• Stated task: Rewrite everything from the line containing "# point at: asphalt" down to the end of the material, with the requests left unchanged. Scale every coordinate in the answers by 2.35 and round each result to a whole number, rounding halves up.

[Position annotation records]
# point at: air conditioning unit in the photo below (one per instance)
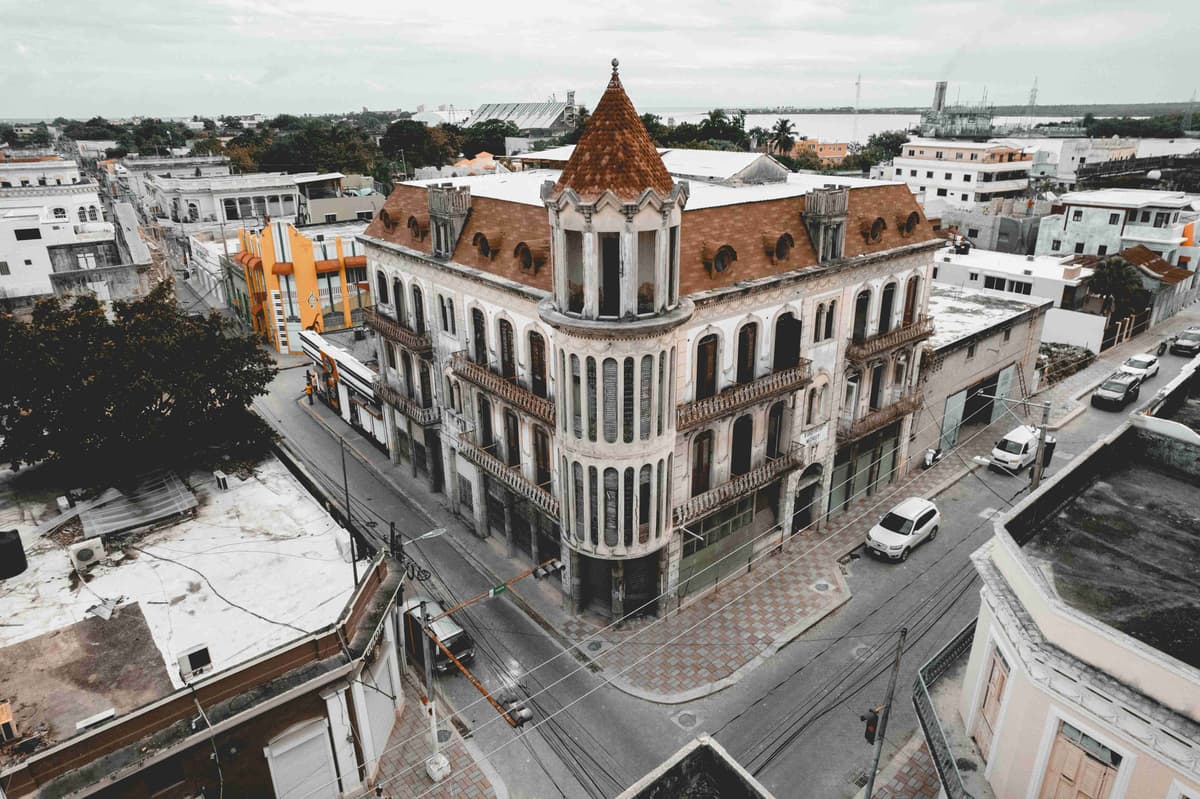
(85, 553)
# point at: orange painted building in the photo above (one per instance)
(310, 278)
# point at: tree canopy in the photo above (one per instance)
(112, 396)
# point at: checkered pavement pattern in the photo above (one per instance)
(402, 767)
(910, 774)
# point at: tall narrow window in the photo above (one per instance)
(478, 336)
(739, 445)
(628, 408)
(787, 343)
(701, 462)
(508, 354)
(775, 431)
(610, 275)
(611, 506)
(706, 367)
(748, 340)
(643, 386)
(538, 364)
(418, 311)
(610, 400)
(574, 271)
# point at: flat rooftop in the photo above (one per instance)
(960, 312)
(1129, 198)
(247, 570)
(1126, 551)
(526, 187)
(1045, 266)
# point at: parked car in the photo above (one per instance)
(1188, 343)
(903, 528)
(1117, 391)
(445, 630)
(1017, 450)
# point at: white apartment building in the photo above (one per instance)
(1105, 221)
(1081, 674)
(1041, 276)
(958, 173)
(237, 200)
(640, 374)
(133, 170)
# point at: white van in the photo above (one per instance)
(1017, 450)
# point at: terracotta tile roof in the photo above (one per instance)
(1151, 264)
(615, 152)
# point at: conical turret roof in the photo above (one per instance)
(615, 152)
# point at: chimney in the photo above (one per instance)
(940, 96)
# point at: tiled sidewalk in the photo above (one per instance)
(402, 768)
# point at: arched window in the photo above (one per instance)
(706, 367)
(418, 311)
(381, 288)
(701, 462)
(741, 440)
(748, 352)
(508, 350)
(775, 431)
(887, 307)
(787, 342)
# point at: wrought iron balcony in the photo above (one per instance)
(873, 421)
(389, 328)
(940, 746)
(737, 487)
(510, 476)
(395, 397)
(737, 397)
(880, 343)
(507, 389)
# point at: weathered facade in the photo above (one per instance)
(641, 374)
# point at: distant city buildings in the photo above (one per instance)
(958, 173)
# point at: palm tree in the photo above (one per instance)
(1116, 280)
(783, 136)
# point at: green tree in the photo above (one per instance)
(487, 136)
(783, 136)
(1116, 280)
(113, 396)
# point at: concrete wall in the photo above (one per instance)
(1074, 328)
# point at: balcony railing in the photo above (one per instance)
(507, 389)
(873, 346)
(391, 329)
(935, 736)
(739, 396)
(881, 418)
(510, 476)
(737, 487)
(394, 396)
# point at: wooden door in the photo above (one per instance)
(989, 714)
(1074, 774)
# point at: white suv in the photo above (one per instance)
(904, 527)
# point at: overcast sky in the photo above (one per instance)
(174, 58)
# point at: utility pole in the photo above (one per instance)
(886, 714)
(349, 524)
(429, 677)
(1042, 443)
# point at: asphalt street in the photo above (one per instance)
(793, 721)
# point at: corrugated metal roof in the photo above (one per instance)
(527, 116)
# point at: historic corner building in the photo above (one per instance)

• The result:
# point at: asphalt street in the photo above (one per instance)
(1864, 1694)
# point at: corrugated metal roof in the photo above (one per instance)
(1238, 273)
# point at: historic corner building in the photo above (one per instance)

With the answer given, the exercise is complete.